Count the lines in the records below that contain the word "target", and give only that number.

-- Dataset records --
----

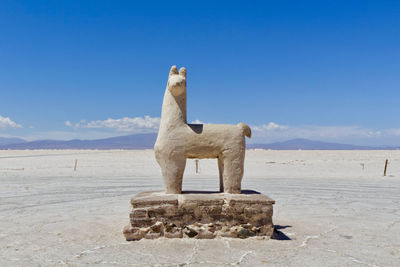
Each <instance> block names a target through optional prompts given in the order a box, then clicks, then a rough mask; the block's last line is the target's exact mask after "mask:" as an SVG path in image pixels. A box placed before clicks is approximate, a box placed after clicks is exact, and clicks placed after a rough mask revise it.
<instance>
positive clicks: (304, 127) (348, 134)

----

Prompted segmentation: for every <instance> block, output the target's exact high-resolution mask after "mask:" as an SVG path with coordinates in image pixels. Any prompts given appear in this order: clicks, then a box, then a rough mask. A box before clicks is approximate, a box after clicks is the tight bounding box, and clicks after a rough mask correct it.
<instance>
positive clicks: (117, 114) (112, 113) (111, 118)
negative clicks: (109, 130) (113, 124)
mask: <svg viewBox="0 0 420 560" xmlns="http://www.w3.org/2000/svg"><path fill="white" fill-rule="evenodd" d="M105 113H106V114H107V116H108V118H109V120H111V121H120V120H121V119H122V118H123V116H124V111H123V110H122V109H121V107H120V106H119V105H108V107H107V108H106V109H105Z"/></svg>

----

-- Task solution --
2